Much of the literature surrounding the effectiveness of intelligent 
tutoring systems has focused on the type of feedback students 
receive. Current research suggests that the timing of feedback 
also plays a role in improved learning. Some researchers have 
shown that delaying feedback might lead to a “desirable 
difficulty”, where students’ performance while practicing is 
lower, but they in fact learn more. Others using Cognitive Tutors 
have suggested delaying feedback is bad, but those students were 
using a system that gave detailed assistance. Many web-based 
homework systems give only correctness feedback (e.g. web- 
assign). Should such systems give immediate feedback or might 
it be better for that feedback to be delayed? It is hypothesized 
that immediate feedback will lead to better learning than delayed 
feedback. In a randomized controlled crossover-“within-subjects” 
design, 61 seventh grade math students participated. In one 
condition students received correctness feedback immediately, 
while doing their homework, while in the other condition, the 
exact same feedback was delayed, to when they checked their 
homework the next day in class. The results show that when 
given feedback immediately students learned more than when 
receiving the same feedback delayed.

◆ ◆ ◆

## Exercise directions
Output the feedback-timing abstract word for word from "design, 61 seventh" to "same feedback delayed.". Rely only on the feedback-timing abstract for your answers.

[Object detection data]
◆ ◆ ◆

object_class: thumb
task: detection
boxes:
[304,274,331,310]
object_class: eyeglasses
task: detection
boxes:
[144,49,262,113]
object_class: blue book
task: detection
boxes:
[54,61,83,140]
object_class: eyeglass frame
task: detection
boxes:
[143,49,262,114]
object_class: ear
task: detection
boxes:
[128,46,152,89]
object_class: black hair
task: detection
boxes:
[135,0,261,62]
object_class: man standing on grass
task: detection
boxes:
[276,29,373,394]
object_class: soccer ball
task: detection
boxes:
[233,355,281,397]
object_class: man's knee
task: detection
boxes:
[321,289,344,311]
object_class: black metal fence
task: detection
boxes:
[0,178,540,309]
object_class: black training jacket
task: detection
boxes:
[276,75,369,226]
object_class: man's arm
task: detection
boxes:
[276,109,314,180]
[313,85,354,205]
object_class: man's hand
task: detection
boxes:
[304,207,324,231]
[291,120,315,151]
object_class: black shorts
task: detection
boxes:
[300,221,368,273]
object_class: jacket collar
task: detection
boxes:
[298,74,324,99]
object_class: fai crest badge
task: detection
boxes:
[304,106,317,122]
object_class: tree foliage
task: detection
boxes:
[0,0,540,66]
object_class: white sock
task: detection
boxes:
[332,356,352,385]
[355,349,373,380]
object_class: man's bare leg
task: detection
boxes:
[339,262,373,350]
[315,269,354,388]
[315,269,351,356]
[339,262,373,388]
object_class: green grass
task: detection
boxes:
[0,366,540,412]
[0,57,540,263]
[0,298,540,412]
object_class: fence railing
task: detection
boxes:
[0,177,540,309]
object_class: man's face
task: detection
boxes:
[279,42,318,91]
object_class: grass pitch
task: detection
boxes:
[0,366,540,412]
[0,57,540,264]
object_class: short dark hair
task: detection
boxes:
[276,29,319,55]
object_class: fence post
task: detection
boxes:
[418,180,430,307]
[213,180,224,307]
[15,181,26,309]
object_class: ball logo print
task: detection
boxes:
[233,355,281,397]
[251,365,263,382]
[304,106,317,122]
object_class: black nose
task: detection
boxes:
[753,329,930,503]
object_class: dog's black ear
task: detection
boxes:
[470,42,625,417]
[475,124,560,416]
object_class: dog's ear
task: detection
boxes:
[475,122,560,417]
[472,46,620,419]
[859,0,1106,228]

◆ ◆ ◆

## Exercise output
design, 61 seventh grade math students participated. In one 
condition students received correctness feedback immediately, 
while doing their homework, while in the other condition, the 
exact same feedback was delayed, to when they checked their 
homework the next day in class. The results show that when 
given feedback immediately students learned more than when 
receiving the same feedback delayed.